THE PROBLEM :: Reproduce the full listing below line for line, without changing any character.
* BEGIN INFORMATION PROVIDED *
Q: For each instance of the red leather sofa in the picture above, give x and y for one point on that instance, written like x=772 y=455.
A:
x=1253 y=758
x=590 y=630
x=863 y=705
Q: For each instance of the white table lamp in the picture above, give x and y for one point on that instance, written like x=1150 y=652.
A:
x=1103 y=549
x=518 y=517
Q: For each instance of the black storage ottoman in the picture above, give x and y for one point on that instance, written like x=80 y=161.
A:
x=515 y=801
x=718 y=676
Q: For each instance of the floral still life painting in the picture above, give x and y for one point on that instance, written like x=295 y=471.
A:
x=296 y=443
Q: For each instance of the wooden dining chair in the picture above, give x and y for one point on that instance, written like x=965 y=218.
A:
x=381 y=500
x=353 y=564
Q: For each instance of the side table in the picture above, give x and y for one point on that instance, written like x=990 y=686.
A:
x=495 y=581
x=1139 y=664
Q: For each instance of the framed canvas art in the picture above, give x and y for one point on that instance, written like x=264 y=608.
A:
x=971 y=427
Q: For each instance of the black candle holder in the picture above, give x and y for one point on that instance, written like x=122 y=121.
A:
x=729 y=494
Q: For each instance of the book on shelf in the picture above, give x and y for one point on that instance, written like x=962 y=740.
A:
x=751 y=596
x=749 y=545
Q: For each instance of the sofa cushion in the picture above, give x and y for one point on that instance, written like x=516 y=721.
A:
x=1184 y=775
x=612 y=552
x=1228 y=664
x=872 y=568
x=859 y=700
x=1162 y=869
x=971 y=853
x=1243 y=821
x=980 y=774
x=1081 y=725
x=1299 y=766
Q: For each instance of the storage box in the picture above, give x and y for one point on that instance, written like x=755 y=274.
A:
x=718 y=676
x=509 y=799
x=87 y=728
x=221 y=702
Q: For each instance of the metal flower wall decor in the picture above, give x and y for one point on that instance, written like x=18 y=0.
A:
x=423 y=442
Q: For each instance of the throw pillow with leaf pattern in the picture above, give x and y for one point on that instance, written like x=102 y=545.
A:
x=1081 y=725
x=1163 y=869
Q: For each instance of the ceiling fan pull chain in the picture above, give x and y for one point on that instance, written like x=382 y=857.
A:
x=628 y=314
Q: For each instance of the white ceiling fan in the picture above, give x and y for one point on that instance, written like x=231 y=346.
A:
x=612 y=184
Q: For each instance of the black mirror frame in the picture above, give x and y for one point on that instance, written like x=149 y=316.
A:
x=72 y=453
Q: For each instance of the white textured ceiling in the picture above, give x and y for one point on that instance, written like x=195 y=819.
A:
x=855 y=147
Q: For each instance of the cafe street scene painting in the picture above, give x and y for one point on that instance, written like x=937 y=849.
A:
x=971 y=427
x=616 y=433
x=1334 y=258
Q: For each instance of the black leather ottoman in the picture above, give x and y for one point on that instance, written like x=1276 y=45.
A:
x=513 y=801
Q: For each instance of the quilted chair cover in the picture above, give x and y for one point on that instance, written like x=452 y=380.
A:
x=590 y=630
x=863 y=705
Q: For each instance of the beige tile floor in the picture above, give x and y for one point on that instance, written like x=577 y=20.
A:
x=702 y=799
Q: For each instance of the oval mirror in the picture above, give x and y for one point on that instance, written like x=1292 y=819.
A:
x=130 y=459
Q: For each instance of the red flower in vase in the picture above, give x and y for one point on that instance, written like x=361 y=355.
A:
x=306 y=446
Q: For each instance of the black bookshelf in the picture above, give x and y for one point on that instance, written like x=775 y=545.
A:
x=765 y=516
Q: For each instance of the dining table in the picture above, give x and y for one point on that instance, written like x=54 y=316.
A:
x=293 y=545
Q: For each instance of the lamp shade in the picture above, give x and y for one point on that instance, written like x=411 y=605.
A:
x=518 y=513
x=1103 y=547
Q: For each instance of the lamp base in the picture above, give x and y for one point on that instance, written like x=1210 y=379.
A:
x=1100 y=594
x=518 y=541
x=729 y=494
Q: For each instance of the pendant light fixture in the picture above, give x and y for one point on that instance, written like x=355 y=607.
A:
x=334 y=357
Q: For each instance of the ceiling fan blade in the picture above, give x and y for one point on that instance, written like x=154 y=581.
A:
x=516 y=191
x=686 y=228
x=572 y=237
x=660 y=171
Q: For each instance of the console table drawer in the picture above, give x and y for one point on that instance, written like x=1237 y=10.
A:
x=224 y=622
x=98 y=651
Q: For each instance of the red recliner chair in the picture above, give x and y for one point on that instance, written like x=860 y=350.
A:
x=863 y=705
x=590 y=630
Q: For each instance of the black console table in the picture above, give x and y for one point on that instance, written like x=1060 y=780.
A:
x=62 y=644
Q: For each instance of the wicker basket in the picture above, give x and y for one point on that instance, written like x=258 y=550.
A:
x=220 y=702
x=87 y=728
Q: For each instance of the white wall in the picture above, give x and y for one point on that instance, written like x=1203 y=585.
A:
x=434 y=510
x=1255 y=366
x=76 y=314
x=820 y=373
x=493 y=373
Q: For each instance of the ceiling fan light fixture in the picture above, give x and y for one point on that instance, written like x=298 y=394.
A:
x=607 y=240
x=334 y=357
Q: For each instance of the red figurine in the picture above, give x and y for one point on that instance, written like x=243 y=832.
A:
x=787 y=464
* END INFORMATION PROVIDED *
WRITTEN SOLUTION ::
Q: For each instance of the red leather sofa in the picture above, give x and y for one point on that instance, written like x=772 y=455.
A:
x=1253 y=758
x=590 y=630
x=863 y=705
Q: For each instance of the white table lamp in the picture above, give x and y for one point on that instance, written like x=1150 y=652.
A:
x=1103 y=549
x=518 y=517
Q: For each instance of the black storage ottoman in the picture above, give x and y for one point on that instance, written like x=80 y=161.
A:
x=515 y=801
x=718 y=676
Q: For each instance of the floral still life painting in the picture above, give x and y for one point on that instance, written like x=295 y=471.
A:
x=296 y=443
Q: For each instance of the wooden dining chair in the picture above, give x and y for one point on that instance, written like x=965 y=218.
A:
x=381 y=500
x=353 y=564
Q: For each instance of the side table in the picture above, give x and y for one point on that instance, written like x=990 y=686.
A:
x=495 y=581
x=1139 y=664
Q: For each instance of the framed canvas art in the picture above, give x and y for one point on that instance, written like x=264 y=608.
A:
x=971 y=427
Q: For each instance of the black candle holder in the picture above, give x and y for one point on that instance, written like x=122 y=121.
A:
x=729 y=494
Q: For each instance of the book on shelf in the picture above, give x and y for one point on that instance, written like x=962 y=740.
A:
x=751 y=596
x=749 y=545
Q: For each instance of the sofa cushion in the picture above, give x and y for one point on that instance, written like x=516 y=721.
A:
x=1184 y=775
x=612 y=552
x=1228 y=664
x=872 y=568
x=859 y=700
x=1162 y=869
x=971 y=853
x=1243 y=821
x=980 y=774
x=1081 y=725
x=1299 y=766
Q: For each instance of the storage box in the picture above, give x and y for one point on that instance, written like x=755 y=274.
A:
x=718 y=676
x=509 y=799
x=87 y=728
x=221 y=702
Q: For each instance of the metal flower wall decor in the picture above, give x and y for one point on that instance, written like x=18 y=0.
A:
x=423 y=442
Q: For each instance of the throw pillow with leaf pattern in the picture above, give x and y for one point on that instance, written like x=102 y=545.
A:
x=1081 y=725
x=1163 y=869
Q: For each instance of the ceiling fan pull chain in the picture above, give x and y for one point on that instance, written like x=382 y=857.
A:
x=628 y=314
Q: For each instance of the white ceiling fan in the picture above, give x and y for one point on that instance, written like x=231 y=346.
A:
x=612 y=184
Q: For each instance of the black mirror frame in the picture above, give x and y for one point on that instance, written like x=149 y=316.
A:
x=72 y=453
Q: For each instance of the white textured ceiling in the picture above, give x and y for one point on that instance, written like x=195 y=819.
A:
x=855 y=147
Q: For each instance of the cafe street scene painting in the picture above, give x and y for one point on that instance, written like x=937 y=849.
A:
x=971 y=427
x=616 y=433
x=1334 y=258
Q: For each instance of the black leather ottoman in the picture above, give x and y for one point on that instance, written like x=1276 y=45.
A:
x=513 y=801
Q: For each instance of the quilted chair cover in the picture above, give x and y for one point on that instance, written like x=452 y=380.
A:
x=590 y=630
x=863 y=705
Q: For each instance of the beige tile floor in the picture above, give x and y for one point on that instance, written like x=577 y=20.
A:
x=702 y=799
Q: For each instance of the oval mirror in the picture above, give x and y for one point on that instance, written like x=1292 y=819.
A:
x=130 y=459
Q: For each instance of the red flower in vase in the picture above, give x and y for one point on that instance, written like x=361 y=355.
A:
x=306 y=446
Q: For each instance of the black bookshelf in the picture above, give x and y for one point on that instance, written like x=775 y=545.
A:
x=765 y=516
Q: For each instance of the dining table in the picture above, give x and y for one point on that instance, written like x=54 y=316.
A:
x=293 y=545
Q: For each instance of the lamp shade in the picture above, give x and y for one point on that instance, written like x=411 y=605.
A:
x=518 y=513
x=1103 y=547
Q: For each instance of the lamp base in the picture above, give x and y for one point on that instance, written like x=1210 y=379.
A:
x=1100 y=594
x=518 y=541
x=729 y=494
Q: For each instance of the pendant light fixture in the picture above, give x and y for one point on that instance, written like x=355 y=607.
A:
x=334 y=357
Q: For each instance of the ceiling fan blade in the picture above, give x and y for one point on that instance, written like x=154 y=581.
A:
x=516 y=191
x=686 y=228
x=572 y=237
x=660 y=171
Q: For each instance of the console table drawer in the picture above, give x and y for one point on that instance, written like x=1237 y=10.
A:
x=224 y=622
x=98 y=651
Q: For each instance of the red recliner chair in the picture above, give x and y for one point on that instance, written like x=860 y=350.
A:
x=863 y=705
x=590 y=630
Q: For each instance of the black console table in the picture above, give x and y for one point on that instance, written like x=1060 y=780.
A:
x=62 y=644
Q: For each instance of the wicker basket in the picture above, give x and y for one point on that instance, written like x=258 y=550.
A:
x=220 y=702
x=87 y=728
Q: For each instance of the white wall in the picture above, give x and y for one point on that instance, written like x=1203 y=585.
A:
x=434 y=510
x=1255 y=366
x=76 y=314
x=820 y=373
x=493 y=373
Q: For each instance of the ceiling fan light fixture in the picture above, give x and y for one point on that instance, written like x=298 y=394.
A:
x=607 y=240
x=334 y=357
Q: For each instance of the red figurine in the picture above, give x and y for one point on that instance, written like x=243 y=832.
A:
x=787 y=464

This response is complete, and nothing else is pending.